• _Seitentext_
┌────────
Entsorgt das Corona-Management von Faxgeräten und haltet Gesundheits-Innovatoren im Land


Von Annegret Handel-Kempf

Ein Jahr nach Ausbruch der Pandemie hat Deutschland immer noch ein massives Problem mit der Übertragung von Testergebnissen und der Anordnung von Quarantänen durch Gesundheitsämter. Auch hier wirken Faxgeräte als Bremsen. Zudem wurden Daten und Adressen aus handschriftlich ausgefüllten Papieren fehlerhaft und langsam erfasst. Die Chancen der Digitalisierung wurden nicht rechtzeitig und systematisch genug genutzt.

In Bayern beispielsweise war immerhin im vergangenen Herbst an den Gesundheitsämtern in manchen Landkreisen eine vielseitige Software für die Kontaktnachverfolgung und die Unterbrechung von Infektionsketten eingeführt worden. Diese eigentlich funktionierende Digitalisierungstechnik soll nun mitten im aufreibenden Tagesgeschäft durch die Software „Sormas“ (Surveillance, Outbreak Response Management and Analysis System) ersetzt werden, damit sich angrenzende Bundesländer digital miteinander verständigen können.
└────────
• _Übungsaufgaben_
**a.** Geben Sie aus dem Text über das Corona-Management den Abschnitt zwischen „Ein Jahr nach“ und „systematisch genug genutzt.“, beide eingeschlossen, wortgetreu wieder.
**b.** Beantworten Sie anhand des Textes über das Corona-Management die folgenden Fragen:
(i) Welche Geräte wirken bei der Übertragung von Testergebnissen und der Anordnung von Quarantänen als Bremsen?
(ii) Wann wurde in Bayern an den Gesundheitsämtern mancher Landkreise eine Software für die Kontaktnachverfolgung eingeführt?
(iii) Durch welche Software soll diese Digitalisierungstechnik ersetzt werden?
**c.** Schreiben Sie den Text über das Corona-Management im Anschluss an seinen letzten Satz weiter.
Die Datensätze sind eigenständiges Material und gehören nicht zum Text über das Corona-Management.

• _Vorliegende Datensätze_
┌────────
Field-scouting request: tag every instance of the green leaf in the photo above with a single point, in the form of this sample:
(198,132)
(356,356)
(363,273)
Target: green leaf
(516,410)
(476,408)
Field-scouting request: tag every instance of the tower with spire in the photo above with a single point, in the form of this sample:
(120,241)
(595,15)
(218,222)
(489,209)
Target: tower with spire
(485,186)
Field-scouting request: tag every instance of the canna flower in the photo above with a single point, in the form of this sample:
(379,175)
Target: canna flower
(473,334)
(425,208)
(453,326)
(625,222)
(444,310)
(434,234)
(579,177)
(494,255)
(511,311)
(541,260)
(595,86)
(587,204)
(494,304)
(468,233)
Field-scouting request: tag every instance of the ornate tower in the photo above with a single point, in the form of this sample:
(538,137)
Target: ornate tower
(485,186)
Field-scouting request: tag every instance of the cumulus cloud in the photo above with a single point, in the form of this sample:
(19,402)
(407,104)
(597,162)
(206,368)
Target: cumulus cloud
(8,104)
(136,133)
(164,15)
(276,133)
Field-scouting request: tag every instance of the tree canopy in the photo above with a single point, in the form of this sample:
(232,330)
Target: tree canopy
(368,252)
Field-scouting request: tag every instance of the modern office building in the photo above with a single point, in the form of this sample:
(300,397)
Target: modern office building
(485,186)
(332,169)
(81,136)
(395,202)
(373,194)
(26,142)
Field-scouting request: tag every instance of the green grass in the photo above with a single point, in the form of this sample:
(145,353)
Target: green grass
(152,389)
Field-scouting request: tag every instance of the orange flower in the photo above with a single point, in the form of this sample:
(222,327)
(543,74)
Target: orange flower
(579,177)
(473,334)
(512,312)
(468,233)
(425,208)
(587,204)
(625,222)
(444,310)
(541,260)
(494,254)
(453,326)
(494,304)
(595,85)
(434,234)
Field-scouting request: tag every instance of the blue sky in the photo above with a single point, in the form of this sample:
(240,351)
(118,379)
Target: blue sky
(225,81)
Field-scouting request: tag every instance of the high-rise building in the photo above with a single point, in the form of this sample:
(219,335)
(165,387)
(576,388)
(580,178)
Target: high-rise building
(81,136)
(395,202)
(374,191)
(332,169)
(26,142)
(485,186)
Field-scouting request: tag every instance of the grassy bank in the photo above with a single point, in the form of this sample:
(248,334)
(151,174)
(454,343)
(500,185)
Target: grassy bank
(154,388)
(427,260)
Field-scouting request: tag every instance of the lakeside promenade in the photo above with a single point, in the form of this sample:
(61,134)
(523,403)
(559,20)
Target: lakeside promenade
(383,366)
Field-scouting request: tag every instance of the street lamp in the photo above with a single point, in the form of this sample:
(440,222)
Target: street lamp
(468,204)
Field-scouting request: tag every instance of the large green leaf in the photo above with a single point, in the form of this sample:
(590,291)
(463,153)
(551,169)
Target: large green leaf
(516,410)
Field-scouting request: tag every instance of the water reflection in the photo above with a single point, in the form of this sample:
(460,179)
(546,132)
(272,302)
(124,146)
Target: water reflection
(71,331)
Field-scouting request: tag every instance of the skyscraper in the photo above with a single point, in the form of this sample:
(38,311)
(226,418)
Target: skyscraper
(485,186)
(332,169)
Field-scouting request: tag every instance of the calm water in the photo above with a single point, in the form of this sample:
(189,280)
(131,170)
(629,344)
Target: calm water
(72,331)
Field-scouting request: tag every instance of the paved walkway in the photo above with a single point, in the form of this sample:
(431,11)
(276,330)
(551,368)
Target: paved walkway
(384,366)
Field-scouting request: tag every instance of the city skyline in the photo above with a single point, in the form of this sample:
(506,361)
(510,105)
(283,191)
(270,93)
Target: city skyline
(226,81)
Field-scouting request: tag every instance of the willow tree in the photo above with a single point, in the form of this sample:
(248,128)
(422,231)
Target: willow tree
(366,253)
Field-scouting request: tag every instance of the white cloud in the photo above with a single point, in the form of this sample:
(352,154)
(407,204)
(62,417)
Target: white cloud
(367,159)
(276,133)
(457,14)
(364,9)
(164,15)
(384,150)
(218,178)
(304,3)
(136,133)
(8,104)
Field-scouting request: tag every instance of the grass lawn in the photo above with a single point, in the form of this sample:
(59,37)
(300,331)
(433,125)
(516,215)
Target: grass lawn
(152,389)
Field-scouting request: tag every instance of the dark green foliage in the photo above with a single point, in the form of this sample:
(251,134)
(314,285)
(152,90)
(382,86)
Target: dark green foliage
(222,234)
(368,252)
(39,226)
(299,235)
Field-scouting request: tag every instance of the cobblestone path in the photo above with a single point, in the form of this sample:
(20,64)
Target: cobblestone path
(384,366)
└────────
┌────────
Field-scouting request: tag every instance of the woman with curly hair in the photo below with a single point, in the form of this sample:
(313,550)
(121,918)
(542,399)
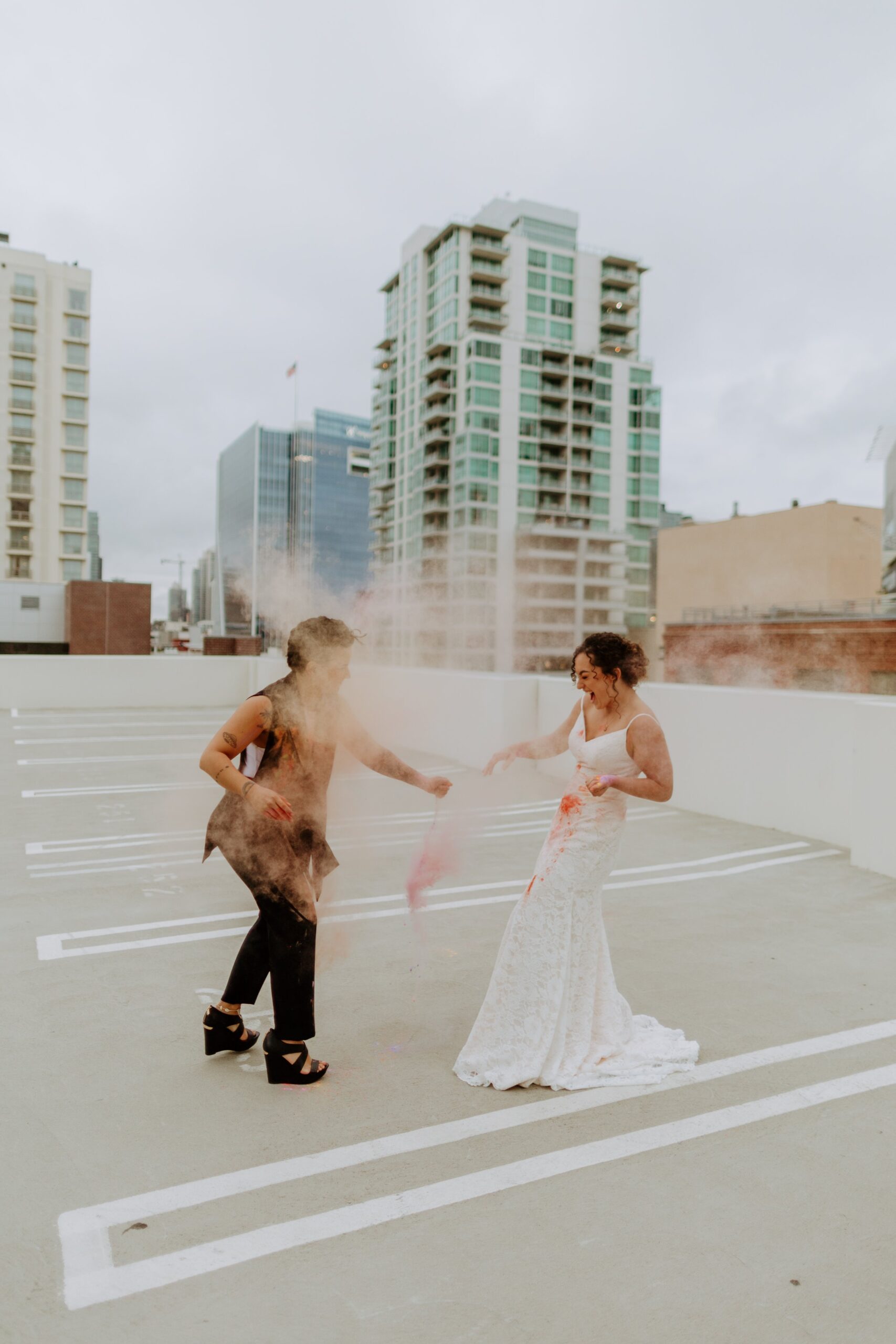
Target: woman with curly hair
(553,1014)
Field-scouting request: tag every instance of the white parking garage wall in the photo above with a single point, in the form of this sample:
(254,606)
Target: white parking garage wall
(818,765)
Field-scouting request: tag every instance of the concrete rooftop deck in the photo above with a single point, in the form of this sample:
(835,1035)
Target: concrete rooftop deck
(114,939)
└────────
• _Antworten zur Übung_
**a.**
Ein Jahr nach Ausbruch der Pandemie hat Deutschland immer noch ein massives Problem mit der Übertragung von Testergebnissen und der Anordnung von Quarantänen durch Gesundheitsämter. Auch hier wirken Faxgeräte als Bremsen. Zudem wurden Daten und Adressen aus handschriftlich ausgefüllten Papieren fehlerhaft und langsam erfasst. Die Chancen der Digitalisierung wurden nicht rechtzeitig und systematisch genug genutzt.

**b.**
(i) Faxgeräte
(ii) Im vergangenen Herbst
(iii) Durch die Software „Sormas“ (Surveillance, Outbreak Response Management and Analysis System)

**c.**
In allen bayerischen Landkreisen und kreisfreien Städten, im gesamten Bundesgebiet soll Sormas spätestens zum Stichtag 28. Februar übernehmen, damit wichtige Daten zur Corona-Bekämpfung schneller übermittelt werden. Eigentlich sollte Sormas bereits zum 1. Januar bundesweit in allen deutschen Ämtern installiert sein. Bislang fehlen aber notwendige Schnittstellen. Denn selbst wenn die Software irgendwann in allen Gesundheitsämtern ist: Auch die Kommunikation mit den Laboren und anderen Behörden muss darüber klappen. Das ist nicht selbstverständlich. Die Wirtschaftswoche erfuhr in einer Anfrage beim Bundesgesundheitsministerium, dass unter anderen das Saarland bisher noch in keinem Gesundheitsamt Sormas nutze. Schnittstellenprobleme sollen auch hier der Hemmschuh sei.

Digitalisierungs-Start-ups zum Bleiben motivieren

Unübersehbar bleibt: Digitalisierung im Gesundheitswesen muss auch in Deutschland schneller gehen. Eine alternative Software würde für die aktuelle Situation und die große, föderal vielfältige Bundesrepublik vielleicht besser taugen als Sormas. Auch wenn die derzeit favorisierte Software, die seit 2014 als Open-Source-Tool unter Mitwirkung des Helmholtz-Zentrums für Infektionsforschung – ursprünglich wegen Ebola – entwickelt wurde, bei der Epidemie-Bekämpfung in Afrika sehr geholfen hat, als es um Ausbruchsmanagement und digitalisierte Krankheitsüberwachung ging.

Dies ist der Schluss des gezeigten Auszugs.